- [TASK ITEM]: Print the lines below from the line with "x=329, y=517" to the line with "In this exercise you will indicate the orange jersey" exactly, keeping both ends, and print no pictures.

[Opening THE RECORDS section]

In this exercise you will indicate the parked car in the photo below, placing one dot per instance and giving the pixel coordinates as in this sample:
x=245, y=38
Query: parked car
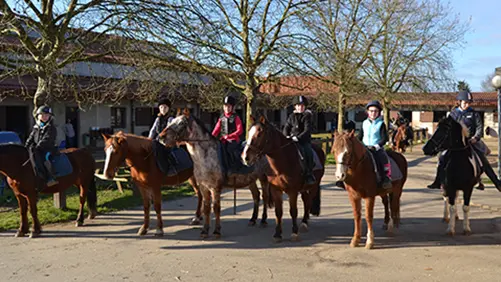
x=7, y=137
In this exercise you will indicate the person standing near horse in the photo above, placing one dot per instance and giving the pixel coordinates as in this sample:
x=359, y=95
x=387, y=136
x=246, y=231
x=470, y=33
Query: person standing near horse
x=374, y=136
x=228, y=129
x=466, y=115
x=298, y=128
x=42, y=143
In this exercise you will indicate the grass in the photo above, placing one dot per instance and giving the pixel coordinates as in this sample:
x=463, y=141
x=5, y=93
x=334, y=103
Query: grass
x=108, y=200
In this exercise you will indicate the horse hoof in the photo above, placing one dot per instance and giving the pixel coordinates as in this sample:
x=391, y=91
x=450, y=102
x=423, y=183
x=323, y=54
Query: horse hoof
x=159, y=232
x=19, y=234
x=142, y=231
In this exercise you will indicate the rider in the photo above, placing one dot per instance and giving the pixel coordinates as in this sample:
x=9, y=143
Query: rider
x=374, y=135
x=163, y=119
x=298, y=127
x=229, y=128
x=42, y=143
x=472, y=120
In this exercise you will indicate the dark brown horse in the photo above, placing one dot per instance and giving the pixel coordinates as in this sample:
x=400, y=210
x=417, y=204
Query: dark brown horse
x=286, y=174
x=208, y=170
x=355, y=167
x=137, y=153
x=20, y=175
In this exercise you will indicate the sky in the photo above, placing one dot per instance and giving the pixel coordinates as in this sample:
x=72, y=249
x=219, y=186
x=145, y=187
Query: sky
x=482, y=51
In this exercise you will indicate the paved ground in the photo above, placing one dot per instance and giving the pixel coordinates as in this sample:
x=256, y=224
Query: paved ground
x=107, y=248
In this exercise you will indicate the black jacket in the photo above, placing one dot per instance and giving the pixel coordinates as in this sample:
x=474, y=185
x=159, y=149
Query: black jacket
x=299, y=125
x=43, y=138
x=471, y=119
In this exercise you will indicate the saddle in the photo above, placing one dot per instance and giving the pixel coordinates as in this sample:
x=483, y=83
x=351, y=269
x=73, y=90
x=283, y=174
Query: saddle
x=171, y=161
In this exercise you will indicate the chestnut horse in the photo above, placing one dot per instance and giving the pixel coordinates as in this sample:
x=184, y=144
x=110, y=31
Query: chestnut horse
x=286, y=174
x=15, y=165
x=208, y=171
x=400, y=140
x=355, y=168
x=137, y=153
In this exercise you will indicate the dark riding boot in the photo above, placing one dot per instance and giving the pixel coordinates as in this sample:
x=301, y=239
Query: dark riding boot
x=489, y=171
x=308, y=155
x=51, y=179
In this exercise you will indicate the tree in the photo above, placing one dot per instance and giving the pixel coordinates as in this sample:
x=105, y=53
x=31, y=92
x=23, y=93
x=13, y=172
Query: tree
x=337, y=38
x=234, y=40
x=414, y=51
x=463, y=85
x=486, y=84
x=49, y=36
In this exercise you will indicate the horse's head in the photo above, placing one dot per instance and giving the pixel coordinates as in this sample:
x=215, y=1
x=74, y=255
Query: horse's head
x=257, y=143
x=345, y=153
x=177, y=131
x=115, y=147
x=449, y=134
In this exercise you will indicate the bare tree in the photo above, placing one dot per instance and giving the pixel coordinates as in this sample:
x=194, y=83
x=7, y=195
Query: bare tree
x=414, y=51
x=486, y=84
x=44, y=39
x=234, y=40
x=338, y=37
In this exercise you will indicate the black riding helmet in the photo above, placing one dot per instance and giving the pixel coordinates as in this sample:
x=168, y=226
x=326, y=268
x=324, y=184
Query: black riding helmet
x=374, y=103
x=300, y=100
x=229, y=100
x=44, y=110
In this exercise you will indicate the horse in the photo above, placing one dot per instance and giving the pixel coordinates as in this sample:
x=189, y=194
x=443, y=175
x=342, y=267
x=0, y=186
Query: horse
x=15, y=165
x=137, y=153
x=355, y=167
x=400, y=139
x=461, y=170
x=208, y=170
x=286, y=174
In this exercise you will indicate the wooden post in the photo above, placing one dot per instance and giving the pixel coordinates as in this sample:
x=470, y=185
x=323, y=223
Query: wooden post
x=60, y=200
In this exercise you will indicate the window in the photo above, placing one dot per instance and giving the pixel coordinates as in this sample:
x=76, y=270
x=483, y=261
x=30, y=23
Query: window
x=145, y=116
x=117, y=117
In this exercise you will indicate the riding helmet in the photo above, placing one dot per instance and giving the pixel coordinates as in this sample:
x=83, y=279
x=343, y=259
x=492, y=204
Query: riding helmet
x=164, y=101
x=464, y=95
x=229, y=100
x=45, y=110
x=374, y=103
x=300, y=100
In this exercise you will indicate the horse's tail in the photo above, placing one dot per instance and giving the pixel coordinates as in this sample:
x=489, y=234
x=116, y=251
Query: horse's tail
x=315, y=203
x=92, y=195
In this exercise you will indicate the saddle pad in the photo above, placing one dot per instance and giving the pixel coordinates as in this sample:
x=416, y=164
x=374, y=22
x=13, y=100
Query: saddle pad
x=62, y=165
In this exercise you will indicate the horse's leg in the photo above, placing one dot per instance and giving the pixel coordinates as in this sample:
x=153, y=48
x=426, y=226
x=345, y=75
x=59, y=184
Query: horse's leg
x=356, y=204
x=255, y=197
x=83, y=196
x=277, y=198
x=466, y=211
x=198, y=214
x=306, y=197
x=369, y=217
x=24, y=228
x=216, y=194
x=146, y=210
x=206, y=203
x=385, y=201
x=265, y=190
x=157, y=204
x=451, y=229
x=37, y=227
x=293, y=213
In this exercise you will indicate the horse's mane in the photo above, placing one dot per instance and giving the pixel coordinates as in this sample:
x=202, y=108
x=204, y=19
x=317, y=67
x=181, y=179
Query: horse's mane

[Closing THE RECORDS section]
[Opening THE RECORDS section]

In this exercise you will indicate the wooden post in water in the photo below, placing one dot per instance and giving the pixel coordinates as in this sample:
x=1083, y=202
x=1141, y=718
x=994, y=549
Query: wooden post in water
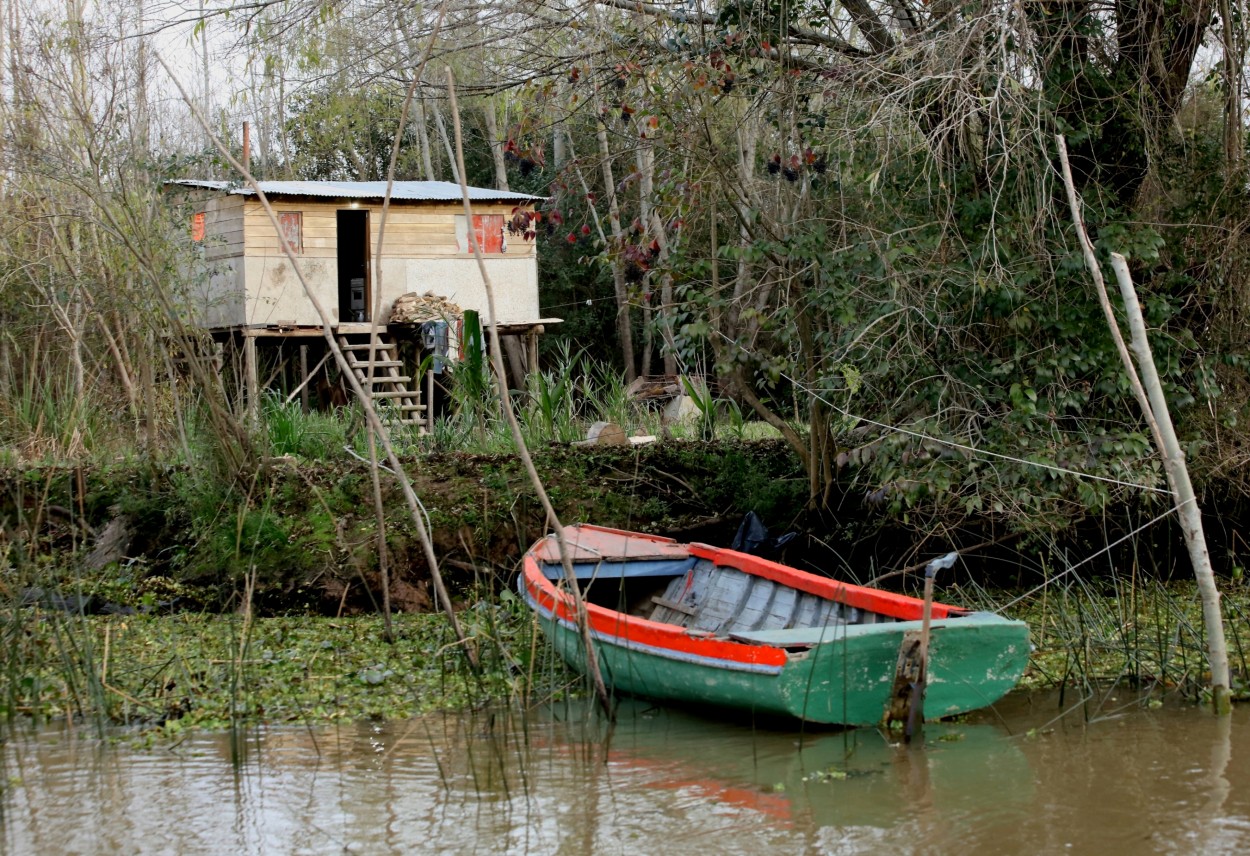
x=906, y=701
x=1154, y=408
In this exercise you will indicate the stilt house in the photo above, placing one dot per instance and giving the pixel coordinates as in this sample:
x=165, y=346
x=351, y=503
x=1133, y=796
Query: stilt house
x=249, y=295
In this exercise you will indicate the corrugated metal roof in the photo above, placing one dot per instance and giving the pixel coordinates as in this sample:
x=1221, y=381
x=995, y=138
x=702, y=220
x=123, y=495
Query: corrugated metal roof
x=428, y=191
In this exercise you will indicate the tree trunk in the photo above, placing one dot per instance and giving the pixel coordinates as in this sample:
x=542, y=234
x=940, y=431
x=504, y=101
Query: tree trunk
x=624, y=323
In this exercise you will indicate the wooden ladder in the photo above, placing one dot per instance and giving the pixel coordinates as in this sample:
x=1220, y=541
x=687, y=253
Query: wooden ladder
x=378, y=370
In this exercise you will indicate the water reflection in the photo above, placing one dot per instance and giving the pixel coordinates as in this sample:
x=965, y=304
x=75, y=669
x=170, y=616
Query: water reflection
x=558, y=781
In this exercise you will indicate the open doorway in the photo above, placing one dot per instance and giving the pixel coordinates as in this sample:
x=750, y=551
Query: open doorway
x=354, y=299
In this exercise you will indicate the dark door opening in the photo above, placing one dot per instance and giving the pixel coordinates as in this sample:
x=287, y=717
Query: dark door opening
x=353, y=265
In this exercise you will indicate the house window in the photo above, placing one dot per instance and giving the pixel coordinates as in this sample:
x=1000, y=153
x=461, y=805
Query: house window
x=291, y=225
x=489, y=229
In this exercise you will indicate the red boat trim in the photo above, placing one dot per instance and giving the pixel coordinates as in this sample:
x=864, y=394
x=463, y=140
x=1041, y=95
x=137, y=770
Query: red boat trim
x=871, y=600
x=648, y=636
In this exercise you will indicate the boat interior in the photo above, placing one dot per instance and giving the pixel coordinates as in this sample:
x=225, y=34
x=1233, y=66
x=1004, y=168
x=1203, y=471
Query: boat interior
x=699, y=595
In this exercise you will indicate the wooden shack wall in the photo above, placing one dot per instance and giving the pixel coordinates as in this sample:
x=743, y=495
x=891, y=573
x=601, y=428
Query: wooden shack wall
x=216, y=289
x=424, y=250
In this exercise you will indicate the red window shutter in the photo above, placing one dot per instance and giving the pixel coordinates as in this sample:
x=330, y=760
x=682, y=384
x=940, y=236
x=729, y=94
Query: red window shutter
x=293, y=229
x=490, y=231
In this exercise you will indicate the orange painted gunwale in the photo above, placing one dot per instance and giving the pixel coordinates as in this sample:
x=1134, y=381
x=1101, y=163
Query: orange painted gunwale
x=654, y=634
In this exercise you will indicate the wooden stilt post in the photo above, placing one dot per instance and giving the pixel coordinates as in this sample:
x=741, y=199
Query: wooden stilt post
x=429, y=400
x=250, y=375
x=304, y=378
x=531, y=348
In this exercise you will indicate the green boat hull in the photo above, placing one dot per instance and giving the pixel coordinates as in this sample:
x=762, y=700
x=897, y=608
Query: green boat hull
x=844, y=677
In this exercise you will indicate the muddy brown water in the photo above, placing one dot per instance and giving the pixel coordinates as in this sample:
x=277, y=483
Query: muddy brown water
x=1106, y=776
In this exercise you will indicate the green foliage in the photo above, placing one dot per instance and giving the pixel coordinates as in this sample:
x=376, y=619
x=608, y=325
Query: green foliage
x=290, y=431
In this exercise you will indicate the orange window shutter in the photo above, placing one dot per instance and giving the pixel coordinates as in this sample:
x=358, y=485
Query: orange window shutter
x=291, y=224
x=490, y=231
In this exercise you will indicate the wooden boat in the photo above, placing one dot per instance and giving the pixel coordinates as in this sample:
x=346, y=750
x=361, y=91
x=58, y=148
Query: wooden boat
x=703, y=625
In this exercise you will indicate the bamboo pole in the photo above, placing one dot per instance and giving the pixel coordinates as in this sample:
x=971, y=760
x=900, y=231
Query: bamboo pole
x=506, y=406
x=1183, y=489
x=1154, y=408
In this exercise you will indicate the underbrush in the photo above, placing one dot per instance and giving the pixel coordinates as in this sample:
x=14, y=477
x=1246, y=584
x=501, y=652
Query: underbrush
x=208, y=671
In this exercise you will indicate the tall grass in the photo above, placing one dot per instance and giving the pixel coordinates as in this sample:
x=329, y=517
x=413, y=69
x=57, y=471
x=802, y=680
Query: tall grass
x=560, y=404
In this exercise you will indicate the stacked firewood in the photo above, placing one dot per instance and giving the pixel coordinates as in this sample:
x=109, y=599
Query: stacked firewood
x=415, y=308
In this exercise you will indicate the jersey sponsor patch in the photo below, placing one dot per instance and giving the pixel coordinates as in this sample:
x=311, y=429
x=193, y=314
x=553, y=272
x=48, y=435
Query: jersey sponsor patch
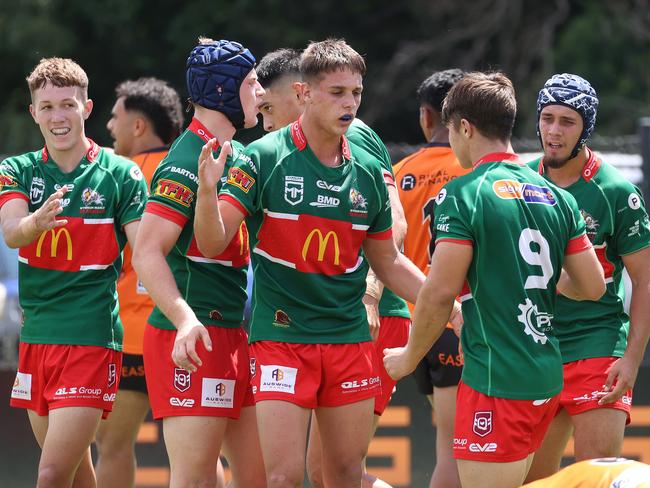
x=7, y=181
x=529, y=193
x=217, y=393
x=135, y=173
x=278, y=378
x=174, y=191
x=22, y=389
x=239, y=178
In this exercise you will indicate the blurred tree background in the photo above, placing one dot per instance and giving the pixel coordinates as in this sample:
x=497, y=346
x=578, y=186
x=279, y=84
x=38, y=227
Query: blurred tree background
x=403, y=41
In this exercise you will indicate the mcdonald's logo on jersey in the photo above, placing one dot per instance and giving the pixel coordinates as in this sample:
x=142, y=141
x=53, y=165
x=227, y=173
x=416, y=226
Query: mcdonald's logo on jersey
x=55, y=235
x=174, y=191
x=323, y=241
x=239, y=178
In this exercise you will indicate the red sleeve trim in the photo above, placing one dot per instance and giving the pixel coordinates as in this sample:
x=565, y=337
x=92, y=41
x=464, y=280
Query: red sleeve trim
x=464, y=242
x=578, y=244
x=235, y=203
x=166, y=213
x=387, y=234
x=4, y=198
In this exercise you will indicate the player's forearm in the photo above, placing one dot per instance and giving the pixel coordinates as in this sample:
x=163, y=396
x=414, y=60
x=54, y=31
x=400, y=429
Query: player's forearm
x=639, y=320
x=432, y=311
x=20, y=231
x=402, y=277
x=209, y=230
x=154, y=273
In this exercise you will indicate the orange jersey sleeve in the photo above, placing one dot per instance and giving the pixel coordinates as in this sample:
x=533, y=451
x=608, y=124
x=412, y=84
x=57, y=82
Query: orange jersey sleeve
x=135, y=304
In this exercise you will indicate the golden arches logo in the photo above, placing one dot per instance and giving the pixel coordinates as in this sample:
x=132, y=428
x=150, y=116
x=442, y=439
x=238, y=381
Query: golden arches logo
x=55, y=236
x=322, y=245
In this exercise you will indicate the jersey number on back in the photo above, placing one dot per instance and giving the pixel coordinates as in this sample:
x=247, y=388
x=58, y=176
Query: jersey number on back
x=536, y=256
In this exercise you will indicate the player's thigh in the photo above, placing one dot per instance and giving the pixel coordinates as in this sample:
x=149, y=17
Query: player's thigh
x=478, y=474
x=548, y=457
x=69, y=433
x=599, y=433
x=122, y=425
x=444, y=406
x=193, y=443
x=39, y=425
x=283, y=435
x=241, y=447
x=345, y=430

[Closing THE RECORDS section]

- [WRITTEN RESPONSE]:
x=329, y=517
x=413, y=69
x=57, y=471
x=802, y=680
Query: tall grass
x=560, y=404
In this exercise you will indicate the stacked firewood in the photo above, placing one dot per instance and giving the pixel coordinates as in this sample:
x=109, y=599
Query: stacked firewood
x=415, y=308
In this exercise you will indicate the jersey sponsor patch in the photo below, placing one dot per instance and giving the pixel coordinates as in this sample:
x=311, y=429
x=193, y=314
x=553, y=272
x=48, y=435
Query: jersey sponsor patch
x=7, y=181
x=529, y=193
x=217, y=393
x=135, y=173
x=278, y=378
x=174, y=191
x=22, y=389
x=239, y=178
In this exercise you will indicate the blurred tree background in the photo above, placing one dot per instance and giving the pixel coordinates as in this sample:
x=497, y=346
x=578, y=186
x=279, y=84
x=38, y=227
Query: blurred tree background
x=403, y=41
In this exercise you will indicate the mcdonald's logo on jersey in the photo above, placing one dot per instance and giving the pixel coordinates as in this sample:
x=142, y=141
x=53, y=165
x=227, y=173
x=416, y=226
Query: mcdonald's logo on jersey
x=55, y=235
x=174, y=191
x=323, y=241
x=239, y=178
In this exercise you will indicate the red sleeve trim in the photo above, placing one dot per instance and giving the pixel coordinates as in this sample:
x=565, y=337
x=92, y=41
x=464, y=280
Query: red sleeve trim
x=464, y=242
x=578, y=244
x=235, y=203
x=166, y=213
x=387, y=234
x=4, y=198
In this exercise you will indicate the player's forearm in the photo above, placing one dot per instance and giving the pixel coordinates as in this sample:
x=163, y=396
x=414, y=60
x=54, y=31
x=400, y=429
Query: player's forearm
x=639, y=320
x=432, y=311
x=20, y=231
x=402, y=277
x=209, y=230
x=154, y=273
In this exercise you will indicate the orange jersey sleeve in the photo above, placing one dot per instance and giving the pixel coordinates as in this sample:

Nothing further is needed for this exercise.